■ Goal
Present the material below as a Markdown table with the columns Row and Line, numbering each line and leaving out blank lines. Start at the first line and end at the line containing "[[17, 79], [108, 41], [128, 49], [138, 47], [13, 80]]", including both.
--- Start of Data for processing ---
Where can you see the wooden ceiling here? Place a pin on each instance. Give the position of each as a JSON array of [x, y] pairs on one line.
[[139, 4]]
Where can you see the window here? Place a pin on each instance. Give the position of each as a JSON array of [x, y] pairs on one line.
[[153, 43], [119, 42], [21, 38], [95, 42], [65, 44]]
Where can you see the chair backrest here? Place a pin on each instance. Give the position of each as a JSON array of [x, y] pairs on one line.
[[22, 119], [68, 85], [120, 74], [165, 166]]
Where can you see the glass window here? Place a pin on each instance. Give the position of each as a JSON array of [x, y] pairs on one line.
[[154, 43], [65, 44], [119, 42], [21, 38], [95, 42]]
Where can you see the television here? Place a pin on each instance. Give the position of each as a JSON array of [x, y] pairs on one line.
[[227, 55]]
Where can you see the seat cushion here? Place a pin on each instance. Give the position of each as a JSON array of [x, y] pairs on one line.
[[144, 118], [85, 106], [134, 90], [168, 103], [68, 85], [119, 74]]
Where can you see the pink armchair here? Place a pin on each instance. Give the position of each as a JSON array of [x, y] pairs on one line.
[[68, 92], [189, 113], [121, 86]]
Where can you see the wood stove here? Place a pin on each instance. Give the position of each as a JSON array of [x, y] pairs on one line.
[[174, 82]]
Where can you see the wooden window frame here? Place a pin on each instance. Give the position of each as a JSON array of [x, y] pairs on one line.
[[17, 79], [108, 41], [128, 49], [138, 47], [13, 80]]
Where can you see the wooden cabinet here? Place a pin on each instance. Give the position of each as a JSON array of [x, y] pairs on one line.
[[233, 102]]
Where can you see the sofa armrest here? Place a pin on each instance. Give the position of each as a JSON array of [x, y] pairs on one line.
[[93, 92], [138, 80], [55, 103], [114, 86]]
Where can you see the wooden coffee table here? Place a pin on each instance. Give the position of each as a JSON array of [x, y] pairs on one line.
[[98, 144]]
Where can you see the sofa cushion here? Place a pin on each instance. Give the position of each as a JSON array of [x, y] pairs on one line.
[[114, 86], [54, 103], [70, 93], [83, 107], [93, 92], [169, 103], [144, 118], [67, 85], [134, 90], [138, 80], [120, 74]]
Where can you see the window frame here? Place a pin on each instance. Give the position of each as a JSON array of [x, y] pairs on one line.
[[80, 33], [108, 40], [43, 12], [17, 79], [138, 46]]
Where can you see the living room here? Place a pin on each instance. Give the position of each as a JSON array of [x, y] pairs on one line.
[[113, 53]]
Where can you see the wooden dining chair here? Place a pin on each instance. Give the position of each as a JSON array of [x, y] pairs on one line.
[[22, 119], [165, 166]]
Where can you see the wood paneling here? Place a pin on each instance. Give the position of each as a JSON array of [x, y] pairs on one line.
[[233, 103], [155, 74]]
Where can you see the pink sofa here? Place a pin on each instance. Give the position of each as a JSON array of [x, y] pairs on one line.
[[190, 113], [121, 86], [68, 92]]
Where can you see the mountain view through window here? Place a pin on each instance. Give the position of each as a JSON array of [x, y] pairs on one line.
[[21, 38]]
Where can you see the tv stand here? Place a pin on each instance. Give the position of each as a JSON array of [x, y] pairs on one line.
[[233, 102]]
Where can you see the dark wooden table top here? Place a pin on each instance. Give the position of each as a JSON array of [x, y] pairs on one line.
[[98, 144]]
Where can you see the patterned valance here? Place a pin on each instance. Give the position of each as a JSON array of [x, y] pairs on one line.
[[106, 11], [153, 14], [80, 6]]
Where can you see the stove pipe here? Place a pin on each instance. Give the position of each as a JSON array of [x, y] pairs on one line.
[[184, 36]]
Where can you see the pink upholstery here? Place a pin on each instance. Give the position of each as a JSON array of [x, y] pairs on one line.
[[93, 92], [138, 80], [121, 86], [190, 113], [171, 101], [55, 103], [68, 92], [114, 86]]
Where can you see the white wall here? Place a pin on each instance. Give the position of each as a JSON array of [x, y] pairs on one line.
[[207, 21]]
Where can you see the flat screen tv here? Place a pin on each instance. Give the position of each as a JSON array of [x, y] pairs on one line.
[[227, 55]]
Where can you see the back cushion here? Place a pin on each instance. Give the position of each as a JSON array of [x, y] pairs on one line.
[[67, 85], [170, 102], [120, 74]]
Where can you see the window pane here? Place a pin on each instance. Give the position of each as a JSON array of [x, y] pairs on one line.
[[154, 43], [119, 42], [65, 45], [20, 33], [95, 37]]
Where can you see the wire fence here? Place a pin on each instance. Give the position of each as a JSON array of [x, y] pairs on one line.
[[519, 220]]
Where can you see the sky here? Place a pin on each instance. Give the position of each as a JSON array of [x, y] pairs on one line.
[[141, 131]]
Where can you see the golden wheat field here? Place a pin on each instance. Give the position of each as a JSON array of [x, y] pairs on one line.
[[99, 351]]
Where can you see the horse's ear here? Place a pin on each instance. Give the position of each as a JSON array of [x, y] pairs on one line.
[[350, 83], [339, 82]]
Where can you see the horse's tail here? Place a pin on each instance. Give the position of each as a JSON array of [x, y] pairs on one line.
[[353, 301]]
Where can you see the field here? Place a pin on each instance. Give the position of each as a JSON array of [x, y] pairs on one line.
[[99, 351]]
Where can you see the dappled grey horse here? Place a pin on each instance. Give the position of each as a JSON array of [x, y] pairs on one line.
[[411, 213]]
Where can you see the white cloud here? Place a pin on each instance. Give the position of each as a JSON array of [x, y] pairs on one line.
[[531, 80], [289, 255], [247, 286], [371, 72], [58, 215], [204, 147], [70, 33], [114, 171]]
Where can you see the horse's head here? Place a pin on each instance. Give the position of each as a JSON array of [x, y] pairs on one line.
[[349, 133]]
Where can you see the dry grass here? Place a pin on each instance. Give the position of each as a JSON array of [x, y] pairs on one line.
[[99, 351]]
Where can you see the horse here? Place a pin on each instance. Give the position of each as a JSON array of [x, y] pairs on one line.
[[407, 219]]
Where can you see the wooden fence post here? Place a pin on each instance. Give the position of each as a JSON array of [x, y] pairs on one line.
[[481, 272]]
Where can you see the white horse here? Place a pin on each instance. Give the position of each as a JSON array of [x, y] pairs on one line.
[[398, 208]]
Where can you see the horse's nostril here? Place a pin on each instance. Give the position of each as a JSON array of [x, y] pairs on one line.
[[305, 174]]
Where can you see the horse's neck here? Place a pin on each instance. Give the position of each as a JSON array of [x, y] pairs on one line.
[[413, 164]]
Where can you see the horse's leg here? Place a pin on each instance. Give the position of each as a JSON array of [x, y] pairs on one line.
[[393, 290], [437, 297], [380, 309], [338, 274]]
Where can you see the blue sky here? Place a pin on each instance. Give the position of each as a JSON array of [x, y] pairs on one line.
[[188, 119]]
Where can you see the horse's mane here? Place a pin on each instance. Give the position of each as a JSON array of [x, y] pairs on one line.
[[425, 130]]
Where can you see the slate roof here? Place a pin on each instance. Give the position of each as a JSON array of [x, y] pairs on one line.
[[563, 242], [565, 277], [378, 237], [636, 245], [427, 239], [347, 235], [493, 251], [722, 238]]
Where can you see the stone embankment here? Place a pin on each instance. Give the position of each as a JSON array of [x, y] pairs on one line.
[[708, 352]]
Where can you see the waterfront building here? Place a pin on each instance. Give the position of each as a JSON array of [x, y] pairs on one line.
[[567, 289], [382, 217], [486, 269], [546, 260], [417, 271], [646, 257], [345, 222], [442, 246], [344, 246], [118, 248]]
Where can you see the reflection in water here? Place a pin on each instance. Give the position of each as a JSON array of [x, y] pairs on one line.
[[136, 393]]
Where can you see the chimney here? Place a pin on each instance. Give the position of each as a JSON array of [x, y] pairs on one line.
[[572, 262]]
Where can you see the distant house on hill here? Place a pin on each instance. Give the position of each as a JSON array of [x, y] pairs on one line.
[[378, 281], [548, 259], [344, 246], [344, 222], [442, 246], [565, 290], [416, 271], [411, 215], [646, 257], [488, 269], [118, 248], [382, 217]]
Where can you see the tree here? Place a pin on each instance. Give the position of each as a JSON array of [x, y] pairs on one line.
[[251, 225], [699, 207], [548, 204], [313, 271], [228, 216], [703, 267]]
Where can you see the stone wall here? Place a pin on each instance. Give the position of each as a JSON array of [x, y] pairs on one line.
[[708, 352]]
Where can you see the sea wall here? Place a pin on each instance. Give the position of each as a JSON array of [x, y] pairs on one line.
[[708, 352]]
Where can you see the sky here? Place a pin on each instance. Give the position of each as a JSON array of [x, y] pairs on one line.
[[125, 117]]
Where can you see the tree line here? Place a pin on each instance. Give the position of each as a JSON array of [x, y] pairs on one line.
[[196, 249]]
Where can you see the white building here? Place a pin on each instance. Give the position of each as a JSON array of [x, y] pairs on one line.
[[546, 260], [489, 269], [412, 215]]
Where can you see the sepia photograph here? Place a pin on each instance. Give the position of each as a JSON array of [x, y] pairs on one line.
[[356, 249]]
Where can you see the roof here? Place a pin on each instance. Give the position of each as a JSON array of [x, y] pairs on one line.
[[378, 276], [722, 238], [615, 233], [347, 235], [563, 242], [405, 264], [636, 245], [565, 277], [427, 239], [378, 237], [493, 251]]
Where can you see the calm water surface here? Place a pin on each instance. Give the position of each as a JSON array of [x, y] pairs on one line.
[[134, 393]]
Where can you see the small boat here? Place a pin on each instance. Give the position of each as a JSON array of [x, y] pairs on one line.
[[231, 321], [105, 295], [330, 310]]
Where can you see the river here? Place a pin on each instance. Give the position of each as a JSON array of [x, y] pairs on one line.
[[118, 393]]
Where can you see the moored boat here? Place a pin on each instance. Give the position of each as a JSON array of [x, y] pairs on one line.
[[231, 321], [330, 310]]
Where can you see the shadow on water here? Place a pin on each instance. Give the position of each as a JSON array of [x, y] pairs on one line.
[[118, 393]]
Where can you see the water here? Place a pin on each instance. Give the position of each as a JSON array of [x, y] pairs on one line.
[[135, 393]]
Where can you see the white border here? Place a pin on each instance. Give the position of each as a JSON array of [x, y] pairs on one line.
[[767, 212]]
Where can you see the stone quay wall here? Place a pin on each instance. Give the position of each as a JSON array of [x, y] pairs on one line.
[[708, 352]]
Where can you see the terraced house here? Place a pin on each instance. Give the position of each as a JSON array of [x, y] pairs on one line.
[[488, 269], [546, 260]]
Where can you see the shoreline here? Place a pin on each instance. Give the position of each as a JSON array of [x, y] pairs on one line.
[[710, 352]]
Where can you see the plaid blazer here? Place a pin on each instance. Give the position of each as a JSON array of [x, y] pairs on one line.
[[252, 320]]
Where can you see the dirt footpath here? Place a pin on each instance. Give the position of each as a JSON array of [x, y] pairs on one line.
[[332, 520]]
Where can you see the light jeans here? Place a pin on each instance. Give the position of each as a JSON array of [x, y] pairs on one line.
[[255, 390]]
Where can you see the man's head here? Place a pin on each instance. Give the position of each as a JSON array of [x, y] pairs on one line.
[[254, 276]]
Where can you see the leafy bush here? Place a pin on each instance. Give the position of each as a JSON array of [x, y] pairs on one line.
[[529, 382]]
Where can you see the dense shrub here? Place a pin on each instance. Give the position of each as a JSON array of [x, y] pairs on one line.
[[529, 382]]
--- End of Data for processing ---
■ Problem solution
| Row | Line |
|---|---|
| 1 | Where can you see the wooden ceiling here? Place a pin on each instance. Give the position of each as a JSON array of [x, y] pairs on one line. |
| 2 | [[139, 4]] |
| 3 | Where can you see the window here? Place a pin on each instance. Give the position of each as a JSON array of [x, y] pairs on one line. |
| 4 | [[153, 43], [119, 42], [21, 38], [95, 42], [65, 44]] |
| 5 | Where can you see the chair backrest here? Place a pin on each instance. Give the position of each as a JSON array of [x, y] pairs on one line. |
| 6 | [[22, 119], [68, 85], [120, 74], [165, 166]] |
| 7 | Where can you see the glass window here? Place a pin on each instance. Give the position of each as a JSON array of [x, y] pairs on one line. |
| 8 | [[154, 43], [65, 44], [119, 42], [21, 38], [95, 42]] |
| 9 | Where can you see the television here? Place a pin on each instance. Give the position of each as a JSON array of [x, y] pairs on one line. |
| 10 | [[227, 55]] |
| 11 | Where can you see the seat cushion here? Place a pin on each instance. Give the position of each as a JSON array of [x, y] pairs on one line. |
| 12 | [[144, 118], [85, 106], [134, 90], [168, 103], [68, 85], [119, 74]] |
| 13 | Where can you see the pink armchair here? Place a pin on each instance. Give the position of each as a JSON array of [x, y] pairs on one line. |
| 14 | [[68, 92], [189, 113], [121, 86]] |
| 15 | Where can you see the wood stove here? Place a pin on each instance. Give the position of each as a JSON array of [x, y] pairs on one line. |
| 16 | [[174, 82]] |
| 17 | Where can you see the wooden window frame here? Place a pin on each instance. Give the position of each as a JSON array of [x, y] pairs on one line. |
| 18 | [[17, 79], [108, 41], [128, 49], [138, 47], [13, 80]] |